Document segment: Begin
Second, the siege was brutal. Far more had died than lived. After Jehoiachin was taken to Babylon, Jeremiah had received a word from the Lord that the remaining Judeans who resisted Nebuchadnezzar would die by sword, famine and pestilence. This prophecy evidently came true. Not only was there attrition from defending the walls and a series of leadership executions ordered by the Chaldeans, including right in the temple sanctuary, but by the time the city fell, there was no food at all. In Lamentations, Jeremiah records that Judean women ate their own children, and that the Chaldeans entering the city struck down young men and women at random with the sword. Who knows how many died of malnutrition, disease or other afflictions in the two-plus years Jerusalem was under siege? It may have been that as few as a tenth of the Judeans living there when Nebuchadnezzar invaded survived to go into exile.

Third, from this tiny remnant of 14,600 in 581 BC, an assembly of 42,360, mostly Judeans, returned to Jerusalem a little over 40 years later under Zerubbabel and Joshua. That’s a pretty impressive recovery, especially since it is believed more Jews remained in Babylon in 538 BC than returned to Judah. Ellicott comments that a repopulation of as much as tenfold in forty years is “more than can be accounted for by the natural increase of population”, and speculates that poor Judeans left by Nebuchadnezzar migrated voluntarily to Babylon to join their brothers in exile. Naturally, there is no record of any such thing, though it’s equally difficult to explain how, if there were any Jews left by Nebuchadnezzar in Judah after 581 BC, few appear to have maintained their distinctive identity until 538 BC. Instead, the returning exiles faced hostility from the people from the surrounding nations who had migrated into the area. There is an indication that some in the land separated themselves from the uncleanness of the nations and joined the exiles in celebrating the Passover, but it is unclear whether these were the descendants of poor Jews or leftovers from the northern kingdom. We are not even sure they were ethnically distinct. All the Jews with genealogies to prove their lineage were coming home from Babylon.
Document segment: End
Source material: Begin
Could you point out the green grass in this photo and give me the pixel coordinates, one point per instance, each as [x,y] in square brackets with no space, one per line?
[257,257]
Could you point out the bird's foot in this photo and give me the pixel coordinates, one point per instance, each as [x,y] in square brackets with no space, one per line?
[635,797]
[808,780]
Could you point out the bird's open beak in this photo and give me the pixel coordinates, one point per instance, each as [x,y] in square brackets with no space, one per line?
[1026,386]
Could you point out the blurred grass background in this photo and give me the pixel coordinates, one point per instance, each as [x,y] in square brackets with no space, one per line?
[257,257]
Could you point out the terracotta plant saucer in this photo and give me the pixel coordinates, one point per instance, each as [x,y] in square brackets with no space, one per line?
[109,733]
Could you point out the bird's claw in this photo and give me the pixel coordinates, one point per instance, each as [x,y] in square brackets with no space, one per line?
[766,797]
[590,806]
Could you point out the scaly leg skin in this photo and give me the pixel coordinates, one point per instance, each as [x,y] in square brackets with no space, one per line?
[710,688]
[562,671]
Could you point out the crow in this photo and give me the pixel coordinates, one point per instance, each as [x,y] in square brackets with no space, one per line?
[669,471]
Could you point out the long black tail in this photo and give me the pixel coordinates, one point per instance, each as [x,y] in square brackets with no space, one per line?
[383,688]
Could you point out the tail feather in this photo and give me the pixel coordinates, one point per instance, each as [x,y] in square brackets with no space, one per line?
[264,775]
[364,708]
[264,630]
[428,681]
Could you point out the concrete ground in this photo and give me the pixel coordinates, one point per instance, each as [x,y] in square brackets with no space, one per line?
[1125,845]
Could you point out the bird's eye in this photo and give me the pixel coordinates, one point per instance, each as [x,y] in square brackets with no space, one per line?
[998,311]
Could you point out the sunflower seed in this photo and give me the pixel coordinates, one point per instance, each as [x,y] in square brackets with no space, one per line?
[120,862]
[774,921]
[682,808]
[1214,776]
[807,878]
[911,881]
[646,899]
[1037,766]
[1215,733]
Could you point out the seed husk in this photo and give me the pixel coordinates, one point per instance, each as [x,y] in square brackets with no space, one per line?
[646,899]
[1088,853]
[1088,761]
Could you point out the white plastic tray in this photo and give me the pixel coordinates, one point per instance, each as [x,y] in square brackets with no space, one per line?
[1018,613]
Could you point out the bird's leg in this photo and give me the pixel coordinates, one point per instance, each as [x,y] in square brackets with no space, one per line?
Source material: End
### Your tasks
1 > Rewrite the paragraph of the passage on Jerusalem's siege that begins "Second, the siege was brutal" as a short bulleted list that keeps its main facts.
2 > According to the passage on Jerusalem's siege, how many people returned to Jerusalem under Zerubbabel and Joshua?
3 > For each statement, say whether it agrees with the passage on Jerusalem's siege. Answer yes or no and quote the deciding words.
(a) Ellicott suggests that poor Judeans left in the land moved to Babylon on their own.
(b) A record exists of poor Judeans migrating to Babylon to join the exiles.
(c) The returning exiles were welcomed by the people of the surrounding nations.
The rows come from a separate source, unrelated to the text.

### Answers in order
1 >
- The siege was brutal, and far more died than lived.
- After Jehoiachin was taken to Babylon, Jeremiah received a word from the Lord that Judeans resisting Nebuchadnezzar would die by sword, famine and pestilence. This evidently came true.
- Deaths came from defending the walls and from leadership executions ordered by the Chaldeans, some in the temple sanctuary.
- By the time the city fell, there was no food at all.
- In Lamentations, Jeremiah records that Judean women ate their own children and that the Chaldeans struck down young men and women at random.
- More may have died of malnutrition, disease or other afflictions during the siege of more than two years.
- As few as a tenth of the Judeans living there when Nebuchadnezzar invaded may have survived to go into exile.

2 > An assembly of 42,360, mostly Judeans.

3 >
(a) Yes: "speculates that poor Judeans left by Nebuchadnezzar migrated voluntarily to Babylon to join their brothers in exile"
(b) No: "Naturally, there is no record of any such thing"
(c) No: "Instead, the returning exiles faced hostility from the people from the surrounding nations who had migrated into the area."